**SUPPLIED RECORDS:**
[Start of Attachment]
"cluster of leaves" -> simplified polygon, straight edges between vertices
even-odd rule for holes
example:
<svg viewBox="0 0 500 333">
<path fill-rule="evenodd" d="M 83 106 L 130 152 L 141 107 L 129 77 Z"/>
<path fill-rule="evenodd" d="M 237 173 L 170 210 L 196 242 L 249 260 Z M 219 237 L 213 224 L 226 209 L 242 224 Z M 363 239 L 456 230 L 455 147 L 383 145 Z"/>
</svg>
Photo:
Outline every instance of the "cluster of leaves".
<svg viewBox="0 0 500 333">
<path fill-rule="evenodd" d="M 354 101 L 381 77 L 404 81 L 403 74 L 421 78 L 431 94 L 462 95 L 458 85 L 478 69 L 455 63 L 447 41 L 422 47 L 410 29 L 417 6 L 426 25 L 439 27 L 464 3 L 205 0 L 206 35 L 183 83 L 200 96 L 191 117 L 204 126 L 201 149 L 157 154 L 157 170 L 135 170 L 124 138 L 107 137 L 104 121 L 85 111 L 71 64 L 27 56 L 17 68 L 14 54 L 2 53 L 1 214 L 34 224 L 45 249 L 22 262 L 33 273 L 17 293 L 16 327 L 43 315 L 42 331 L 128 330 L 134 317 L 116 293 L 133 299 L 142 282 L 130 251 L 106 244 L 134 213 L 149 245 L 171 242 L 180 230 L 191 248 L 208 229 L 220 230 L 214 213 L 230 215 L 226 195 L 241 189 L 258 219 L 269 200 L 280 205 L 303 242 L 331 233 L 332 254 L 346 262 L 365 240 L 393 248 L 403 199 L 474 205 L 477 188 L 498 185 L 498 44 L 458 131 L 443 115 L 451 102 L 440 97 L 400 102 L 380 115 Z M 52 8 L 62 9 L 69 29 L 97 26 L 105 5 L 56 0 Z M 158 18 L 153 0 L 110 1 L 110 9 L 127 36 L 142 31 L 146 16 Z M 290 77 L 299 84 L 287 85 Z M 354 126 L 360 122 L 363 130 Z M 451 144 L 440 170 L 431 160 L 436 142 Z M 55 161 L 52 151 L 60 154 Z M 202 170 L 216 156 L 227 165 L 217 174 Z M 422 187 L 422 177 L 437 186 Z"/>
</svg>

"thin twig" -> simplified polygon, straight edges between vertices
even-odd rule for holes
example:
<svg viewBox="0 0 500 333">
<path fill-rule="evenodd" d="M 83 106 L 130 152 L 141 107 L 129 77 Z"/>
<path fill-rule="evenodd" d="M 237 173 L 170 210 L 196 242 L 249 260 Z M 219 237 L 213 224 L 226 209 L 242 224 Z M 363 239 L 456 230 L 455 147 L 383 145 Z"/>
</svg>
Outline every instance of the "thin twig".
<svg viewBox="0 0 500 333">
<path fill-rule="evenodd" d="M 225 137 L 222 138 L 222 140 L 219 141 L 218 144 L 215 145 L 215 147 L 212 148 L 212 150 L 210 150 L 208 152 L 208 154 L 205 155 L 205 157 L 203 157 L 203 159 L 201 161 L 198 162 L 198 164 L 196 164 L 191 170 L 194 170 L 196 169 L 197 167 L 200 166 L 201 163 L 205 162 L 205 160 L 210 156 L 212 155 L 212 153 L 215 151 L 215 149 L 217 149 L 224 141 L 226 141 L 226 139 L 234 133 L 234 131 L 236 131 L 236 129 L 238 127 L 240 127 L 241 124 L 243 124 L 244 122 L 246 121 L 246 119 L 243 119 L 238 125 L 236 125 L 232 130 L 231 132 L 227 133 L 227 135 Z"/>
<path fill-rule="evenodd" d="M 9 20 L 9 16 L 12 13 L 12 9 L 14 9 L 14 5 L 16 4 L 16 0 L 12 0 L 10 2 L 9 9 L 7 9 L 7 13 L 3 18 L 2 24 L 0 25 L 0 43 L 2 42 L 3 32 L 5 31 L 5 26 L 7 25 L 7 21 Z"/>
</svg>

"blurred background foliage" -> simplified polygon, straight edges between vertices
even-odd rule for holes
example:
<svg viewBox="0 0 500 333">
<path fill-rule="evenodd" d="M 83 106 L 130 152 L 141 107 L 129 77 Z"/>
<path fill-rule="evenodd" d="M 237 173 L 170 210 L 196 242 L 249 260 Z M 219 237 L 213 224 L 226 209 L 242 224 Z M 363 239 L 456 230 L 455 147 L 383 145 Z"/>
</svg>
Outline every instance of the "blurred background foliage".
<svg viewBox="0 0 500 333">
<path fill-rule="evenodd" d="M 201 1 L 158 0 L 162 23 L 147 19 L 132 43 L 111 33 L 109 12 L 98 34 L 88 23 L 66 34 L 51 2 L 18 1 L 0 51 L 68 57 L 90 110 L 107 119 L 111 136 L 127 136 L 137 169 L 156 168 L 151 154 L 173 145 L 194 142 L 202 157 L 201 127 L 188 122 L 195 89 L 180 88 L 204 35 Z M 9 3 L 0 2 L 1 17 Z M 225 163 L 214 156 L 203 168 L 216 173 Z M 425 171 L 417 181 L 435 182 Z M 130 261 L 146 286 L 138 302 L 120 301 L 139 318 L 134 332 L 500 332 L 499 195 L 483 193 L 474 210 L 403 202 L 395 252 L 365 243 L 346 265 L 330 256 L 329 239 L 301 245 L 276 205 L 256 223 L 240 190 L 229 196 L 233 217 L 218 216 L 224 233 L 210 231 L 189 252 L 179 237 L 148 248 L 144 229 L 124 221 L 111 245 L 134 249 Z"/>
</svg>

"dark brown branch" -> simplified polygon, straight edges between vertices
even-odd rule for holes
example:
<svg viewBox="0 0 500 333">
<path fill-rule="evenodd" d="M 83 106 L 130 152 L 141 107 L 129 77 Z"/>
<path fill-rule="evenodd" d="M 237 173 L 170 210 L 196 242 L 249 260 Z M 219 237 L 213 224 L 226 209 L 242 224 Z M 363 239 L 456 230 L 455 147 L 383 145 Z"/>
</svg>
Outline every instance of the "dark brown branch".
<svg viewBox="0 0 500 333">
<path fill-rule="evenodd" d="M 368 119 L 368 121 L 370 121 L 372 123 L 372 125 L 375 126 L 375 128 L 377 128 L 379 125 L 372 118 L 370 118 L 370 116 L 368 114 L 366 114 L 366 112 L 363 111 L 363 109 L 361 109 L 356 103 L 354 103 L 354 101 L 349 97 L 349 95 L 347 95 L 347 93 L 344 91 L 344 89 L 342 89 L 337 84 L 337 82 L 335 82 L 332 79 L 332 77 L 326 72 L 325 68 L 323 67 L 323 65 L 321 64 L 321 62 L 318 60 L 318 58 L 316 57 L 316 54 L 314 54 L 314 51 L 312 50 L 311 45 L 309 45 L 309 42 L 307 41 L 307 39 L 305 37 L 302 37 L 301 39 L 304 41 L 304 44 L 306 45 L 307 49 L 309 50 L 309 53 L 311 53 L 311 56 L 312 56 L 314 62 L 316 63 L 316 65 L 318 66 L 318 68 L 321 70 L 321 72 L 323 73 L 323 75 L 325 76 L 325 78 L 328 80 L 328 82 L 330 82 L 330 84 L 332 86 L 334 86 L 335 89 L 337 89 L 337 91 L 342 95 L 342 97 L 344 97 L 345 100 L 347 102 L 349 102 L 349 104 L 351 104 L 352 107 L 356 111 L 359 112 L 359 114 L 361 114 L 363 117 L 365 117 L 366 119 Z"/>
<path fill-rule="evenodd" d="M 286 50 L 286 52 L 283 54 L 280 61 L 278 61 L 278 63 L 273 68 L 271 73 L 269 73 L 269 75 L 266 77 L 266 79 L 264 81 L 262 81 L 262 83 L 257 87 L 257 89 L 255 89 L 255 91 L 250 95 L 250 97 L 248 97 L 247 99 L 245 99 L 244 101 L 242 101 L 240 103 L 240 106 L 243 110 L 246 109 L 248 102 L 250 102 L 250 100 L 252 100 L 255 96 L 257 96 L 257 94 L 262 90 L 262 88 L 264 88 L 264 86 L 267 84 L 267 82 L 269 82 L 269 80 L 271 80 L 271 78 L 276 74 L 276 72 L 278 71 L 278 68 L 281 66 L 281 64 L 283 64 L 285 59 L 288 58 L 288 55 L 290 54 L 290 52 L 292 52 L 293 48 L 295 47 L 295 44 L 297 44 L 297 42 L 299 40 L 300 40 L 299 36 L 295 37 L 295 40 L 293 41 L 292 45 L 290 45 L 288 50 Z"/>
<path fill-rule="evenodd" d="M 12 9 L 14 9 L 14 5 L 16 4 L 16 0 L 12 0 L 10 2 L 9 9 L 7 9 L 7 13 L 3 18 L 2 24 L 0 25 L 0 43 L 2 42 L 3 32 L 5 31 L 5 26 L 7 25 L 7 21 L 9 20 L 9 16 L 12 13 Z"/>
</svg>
[End of Attachment]
[Start of Attachment]
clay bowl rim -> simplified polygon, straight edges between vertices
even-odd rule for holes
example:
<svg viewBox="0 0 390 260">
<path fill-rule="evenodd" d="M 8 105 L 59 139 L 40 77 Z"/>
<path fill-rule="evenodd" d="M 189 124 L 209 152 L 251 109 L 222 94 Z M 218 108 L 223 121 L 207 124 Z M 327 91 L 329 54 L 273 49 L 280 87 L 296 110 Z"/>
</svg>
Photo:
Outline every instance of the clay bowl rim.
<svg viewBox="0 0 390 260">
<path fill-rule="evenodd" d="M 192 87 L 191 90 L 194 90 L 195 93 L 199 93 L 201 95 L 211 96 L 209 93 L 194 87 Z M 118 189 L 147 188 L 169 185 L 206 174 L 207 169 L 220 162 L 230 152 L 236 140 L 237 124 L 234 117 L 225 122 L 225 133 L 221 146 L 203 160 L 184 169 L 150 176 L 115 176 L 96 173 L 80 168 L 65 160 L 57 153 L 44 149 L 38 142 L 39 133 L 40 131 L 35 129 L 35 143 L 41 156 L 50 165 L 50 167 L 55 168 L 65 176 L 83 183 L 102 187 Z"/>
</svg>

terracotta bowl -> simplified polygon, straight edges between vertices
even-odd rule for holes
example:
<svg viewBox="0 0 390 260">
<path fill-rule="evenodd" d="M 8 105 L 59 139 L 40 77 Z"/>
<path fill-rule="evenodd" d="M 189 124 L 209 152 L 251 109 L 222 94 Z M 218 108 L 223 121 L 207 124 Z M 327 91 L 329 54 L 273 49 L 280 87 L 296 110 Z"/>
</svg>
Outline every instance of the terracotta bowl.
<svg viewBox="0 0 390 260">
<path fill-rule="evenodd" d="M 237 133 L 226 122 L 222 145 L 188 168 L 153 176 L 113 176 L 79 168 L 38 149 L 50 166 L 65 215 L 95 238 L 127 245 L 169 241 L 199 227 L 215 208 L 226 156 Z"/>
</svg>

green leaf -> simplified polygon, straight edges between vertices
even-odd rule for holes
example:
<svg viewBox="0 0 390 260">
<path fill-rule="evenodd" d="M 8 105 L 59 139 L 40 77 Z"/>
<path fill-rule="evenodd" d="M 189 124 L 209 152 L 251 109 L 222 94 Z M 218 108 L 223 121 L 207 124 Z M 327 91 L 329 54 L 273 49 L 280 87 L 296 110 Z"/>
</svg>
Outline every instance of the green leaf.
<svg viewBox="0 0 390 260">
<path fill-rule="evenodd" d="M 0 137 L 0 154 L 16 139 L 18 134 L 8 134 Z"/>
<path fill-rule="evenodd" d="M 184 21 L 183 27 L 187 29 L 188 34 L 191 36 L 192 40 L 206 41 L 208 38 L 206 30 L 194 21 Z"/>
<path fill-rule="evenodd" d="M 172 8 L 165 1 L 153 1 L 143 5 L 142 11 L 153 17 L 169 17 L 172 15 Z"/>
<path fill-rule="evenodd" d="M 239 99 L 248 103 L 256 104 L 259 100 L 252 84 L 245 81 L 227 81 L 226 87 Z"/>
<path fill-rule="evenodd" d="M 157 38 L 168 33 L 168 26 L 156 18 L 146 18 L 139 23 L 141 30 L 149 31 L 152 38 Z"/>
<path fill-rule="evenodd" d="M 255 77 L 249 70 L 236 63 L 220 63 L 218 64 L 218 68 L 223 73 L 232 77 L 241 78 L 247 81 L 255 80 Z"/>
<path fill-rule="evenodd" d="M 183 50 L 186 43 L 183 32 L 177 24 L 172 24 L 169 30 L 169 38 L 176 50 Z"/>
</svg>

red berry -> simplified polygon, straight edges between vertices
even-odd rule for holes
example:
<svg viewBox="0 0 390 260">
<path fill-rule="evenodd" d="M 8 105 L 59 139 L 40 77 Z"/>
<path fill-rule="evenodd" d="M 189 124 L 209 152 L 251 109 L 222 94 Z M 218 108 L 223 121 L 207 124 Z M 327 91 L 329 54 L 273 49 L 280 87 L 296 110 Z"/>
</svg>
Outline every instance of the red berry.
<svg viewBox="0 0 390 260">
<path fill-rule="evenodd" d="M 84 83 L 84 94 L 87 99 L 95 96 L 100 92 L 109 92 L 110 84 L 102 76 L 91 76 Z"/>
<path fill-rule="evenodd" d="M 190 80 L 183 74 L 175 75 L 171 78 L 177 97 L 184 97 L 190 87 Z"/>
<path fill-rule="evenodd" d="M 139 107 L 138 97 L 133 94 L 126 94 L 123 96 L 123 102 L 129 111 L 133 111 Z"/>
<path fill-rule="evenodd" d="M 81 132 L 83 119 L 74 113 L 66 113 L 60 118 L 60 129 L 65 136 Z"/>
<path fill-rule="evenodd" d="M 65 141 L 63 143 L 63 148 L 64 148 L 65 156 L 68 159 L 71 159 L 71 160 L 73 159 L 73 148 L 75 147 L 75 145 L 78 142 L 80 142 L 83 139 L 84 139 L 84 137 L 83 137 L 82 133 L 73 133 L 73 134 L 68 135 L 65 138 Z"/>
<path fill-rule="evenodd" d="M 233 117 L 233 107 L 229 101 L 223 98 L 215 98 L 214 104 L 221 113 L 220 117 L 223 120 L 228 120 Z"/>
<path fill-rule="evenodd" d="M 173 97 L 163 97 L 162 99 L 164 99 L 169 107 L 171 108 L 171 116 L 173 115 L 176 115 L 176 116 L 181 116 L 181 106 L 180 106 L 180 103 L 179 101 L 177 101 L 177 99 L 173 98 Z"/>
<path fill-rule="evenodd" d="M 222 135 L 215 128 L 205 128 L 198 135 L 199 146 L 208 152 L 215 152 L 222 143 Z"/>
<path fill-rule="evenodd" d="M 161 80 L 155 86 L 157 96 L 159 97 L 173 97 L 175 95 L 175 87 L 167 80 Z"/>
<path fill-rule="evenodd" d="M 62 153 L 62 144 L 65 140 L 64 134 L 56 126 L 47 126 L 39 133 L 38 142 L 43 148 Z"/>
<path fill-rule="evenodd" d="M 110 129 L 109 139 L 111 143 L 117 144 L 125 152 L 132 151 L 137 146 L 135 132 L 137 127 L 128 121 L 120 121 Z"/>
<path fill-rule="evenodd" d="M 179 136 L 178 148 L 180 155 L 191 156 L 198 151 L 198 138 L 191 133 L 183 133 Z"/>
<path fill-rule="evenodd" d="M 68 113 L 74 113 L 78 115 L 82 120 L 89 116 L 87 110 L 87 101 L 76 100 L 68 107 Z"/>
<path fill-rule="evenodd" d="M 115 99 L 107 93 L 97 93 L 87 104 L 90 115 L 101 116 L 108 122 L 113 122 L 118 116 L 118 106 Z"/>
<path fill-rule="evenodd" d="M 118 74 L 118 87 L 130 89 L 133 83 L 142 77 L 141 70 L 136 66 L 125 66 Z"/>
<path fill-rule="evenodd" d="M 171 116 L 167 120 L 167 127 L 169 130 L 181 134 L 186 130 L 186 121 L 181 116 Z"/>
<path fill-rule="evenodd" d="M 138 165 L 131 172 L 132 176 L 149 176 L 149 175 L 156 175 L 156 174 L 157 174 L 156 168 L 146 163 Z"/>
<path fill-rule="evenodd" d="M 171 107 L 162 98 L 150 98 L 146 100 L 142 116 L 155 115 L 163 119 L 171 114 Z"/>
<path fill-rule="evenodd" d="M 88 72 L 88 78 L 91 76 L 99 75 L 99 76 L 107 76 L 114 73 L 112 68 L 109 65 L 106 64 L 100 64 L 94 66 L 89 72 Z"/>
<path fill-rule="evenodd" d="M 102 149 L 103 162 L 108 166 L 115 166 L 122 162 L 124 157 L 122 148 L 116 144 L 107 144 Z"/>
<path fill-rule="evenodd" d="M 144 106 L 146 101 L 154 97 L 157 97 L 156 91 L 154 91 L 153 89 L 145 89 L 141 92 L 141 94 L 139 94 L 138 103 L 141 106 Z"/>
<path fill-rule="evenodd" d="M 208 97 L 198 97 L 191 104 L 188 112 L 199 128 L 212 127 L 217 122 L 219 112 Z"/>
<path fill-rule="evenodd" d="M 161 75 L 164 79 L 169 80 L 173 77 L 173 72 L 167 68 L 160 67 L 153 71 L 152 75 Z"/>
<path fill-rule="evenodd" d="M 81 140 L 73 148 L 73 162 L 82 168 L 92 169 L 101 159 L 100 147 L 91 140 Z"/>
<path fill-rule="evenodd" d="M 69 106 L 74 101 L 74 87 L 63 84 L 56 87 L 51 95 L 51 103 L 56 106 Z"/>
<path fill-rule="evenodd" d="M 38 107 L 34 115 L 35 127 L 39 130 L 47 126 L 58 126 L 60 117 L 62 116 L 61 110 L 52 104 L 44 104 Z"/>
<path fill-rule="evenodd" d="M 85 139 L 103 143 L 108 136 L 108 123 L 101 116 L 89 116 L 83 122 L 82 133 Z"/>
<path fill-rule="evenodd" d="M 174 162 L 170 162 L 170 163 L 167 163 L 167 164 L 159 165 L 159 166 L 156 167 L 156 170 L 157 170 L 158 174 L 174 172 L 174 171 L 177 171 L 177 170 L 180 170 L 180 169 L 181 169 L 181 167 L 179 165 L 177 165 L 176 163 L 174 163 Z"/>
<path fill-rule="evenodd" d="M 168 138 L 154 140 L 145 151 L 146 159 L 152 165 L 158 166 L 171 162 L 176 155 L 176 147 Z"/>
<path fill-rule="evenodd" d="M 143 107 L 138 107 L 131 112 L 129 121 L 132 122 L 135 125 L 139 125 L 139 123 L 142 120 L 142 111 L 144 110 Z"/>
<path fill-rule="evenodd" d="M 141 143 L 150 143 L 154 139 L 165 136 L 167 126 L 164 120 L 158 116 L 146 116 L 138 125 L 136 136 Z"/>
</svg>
[End of Attachment]
For an answer, give a copy of every line in the listing that holds the word "simplified".

"cluster of leaves" -> simplified polygon, straight edges between vertices
"thin twig" -> simplified polygon, straight edges between vertices
"blurred background foliage" -> simplified polygon, straight edges between vertices
"dark brown branch" -> simplified polygon, straight edges between vertices
clay bowl rim -> simplified polygon, straight edges between vertices
terracotta bowl -> simplified polygon, straight edges between vertices
green leaf -> simplified polygon, straight edges between vertices
red berry -> simplified polygon, straight edges between vertices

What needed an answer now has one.